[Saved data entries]
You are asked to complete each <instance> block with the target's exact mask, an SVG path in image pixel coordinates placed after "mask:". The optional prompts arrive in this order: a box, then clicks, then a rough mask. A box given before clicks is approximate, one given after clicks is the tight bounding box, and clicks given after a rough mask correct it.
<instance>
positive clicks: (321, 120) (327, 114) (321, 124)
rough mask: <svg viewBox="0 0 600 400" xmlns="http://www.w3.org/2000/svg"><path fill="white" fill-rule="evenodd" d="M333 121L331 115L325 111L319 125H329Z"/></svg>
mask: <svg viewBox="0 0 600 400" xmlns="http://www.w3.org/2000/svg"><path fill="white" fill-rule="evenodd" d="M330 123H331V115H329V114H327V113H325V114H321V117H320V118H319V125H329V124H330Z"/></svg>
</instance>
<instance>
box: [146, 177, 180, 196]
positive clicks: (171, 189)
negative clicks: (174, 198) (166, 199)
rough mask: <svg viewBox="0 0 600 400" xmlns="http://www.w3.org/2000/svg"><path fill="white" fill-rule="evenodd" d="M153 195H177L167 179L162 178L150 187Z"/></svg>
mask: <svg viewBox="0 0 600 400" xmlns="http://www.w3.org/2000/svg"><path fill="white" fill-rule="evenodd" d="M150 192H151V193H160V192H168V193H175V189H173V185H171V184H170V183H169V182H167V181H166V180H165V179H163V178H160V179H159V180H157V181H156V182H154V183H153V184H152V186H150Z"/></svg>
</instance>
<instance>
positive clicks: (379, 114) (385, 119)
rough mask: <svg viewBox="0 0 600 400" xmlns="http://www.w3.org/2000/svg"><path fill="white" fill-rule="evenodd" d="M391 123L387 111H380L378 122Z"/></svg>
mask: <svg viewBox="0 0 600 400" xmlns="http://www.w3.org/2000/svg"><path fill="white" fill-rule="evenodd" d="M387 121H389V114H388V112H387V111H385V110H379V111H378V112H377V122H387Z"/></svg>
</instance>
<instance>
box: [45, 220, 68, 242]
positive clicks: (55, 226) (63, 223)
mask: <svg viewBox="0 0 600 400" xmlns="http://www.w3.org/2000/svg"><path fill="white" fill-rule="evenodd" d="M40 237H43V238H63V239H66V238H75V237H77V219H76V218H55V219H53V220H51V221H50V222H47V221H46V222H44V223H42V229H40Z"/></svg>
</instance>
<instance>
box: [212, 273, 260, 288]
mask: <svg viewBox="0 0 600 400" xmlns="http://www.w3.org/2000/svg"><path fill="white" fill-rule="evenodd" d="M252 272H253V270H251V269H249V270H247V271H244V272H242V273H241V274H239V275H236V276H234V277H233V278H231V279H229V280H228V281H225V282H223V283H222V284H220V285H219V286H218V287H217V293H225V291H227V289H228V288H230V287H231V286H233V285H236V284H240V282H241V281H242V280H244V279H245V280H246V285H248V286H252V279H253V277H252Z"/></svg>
* * *
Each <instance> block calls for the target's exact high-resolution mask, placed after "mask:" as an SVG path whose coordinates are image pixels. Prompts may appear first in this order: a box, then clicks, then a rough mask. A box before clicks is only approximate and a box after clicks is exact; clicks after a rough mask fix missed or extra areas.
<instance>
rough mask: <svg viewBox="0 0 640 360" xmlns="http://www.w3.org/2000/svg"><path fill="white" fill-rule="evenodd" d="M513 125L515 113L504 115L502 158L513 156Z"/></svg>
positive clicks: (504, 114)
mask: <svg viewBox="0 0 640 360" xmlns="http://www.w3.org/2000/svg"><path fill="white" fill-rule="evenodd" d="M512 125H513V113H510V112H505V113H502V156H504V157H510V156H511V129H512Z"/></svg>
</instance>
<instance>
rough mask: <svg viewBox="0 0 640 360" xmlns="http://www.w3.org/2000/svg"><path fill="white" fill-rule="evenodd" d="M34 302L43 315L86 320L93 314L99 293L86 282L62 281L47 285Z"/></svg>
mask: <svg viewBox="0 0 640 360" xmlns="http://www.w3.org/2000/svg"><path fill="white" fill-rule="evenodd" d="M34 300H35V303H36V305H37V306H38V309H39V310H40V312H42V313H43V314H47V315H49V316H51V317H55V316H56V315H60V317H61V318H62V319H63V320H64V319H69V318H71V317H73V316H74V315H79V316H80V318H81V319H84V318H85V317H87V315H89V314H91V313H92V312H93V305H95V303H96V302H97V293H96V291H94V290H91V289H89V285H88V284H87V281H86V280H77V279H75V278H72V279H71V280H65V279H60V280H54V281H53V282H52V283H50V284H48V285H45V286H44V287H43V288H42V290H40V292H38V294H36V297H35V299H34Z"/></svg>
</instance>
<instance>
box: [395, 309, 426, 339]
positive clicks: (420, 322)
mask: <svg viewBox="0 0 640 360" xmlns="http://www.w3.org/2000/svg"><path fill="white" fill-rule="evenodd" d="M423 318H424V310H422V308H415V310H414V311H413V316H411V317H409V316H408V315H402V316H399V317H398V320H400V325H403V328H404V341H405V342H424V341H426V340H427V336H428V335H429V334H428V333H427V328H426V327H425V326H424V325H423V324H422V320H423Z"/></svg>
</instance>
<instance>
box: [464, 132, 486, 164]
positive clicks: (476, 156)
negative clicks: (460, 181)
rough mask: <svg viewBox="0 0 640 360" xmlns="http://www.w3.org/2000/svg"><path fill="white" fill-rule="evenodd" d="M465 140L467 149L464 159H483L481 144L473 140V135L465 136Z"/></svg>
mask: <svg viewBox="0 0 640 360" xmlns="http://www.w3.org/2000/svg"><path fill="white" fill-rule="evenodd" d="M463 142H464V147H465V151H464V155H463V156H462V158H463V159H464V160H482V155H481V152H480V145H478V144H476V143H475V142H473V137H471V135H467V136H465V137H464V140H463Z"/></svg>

> [WORK TO BE COMPLETED]:
Select each line in the rows above that contains the word "negative" and copy it out in full.

> [PROBLEM SOLUTION]:
negative clicks: (174, 198) (166, 199)
negative clicks: (460, 181)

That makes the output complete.